Directions ::
Reproduce word for word the lines of the records below, beginning with the line that contains "for blurred flower." and continuing through the last line of the records.

Records for bounding box labeling:
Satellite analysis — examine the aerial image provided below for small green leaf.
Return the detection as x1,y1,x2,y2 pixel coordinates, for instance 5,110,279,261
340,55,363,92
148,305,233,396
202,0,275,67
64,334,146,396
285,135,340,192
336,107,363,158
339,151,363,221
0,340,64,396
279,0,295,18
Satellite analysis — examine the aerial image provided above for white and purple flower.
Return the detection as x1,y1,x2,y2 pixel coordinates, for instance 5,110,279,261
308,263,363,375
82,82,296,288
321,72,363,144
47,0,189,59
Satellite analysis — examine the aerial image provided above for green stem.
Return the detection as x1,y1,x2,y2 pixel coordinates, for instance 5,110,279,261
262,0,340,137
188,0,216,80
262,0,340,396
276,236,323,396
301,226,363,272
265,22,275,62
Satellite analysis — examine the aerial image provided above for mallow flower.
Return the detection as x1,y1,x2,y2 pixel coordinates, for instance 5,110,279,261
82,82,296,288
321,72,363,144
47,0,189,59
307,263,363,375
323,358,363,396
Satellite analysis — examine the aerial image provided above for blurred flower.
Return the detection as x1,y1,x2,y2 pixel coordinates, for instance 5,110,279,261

Solution ::
Satellite analysis — examine the aerial image provided above for blurred flower.
Return the detection as x1,y1,x2,y2 pixel coordinates, for instance 5,110,279,261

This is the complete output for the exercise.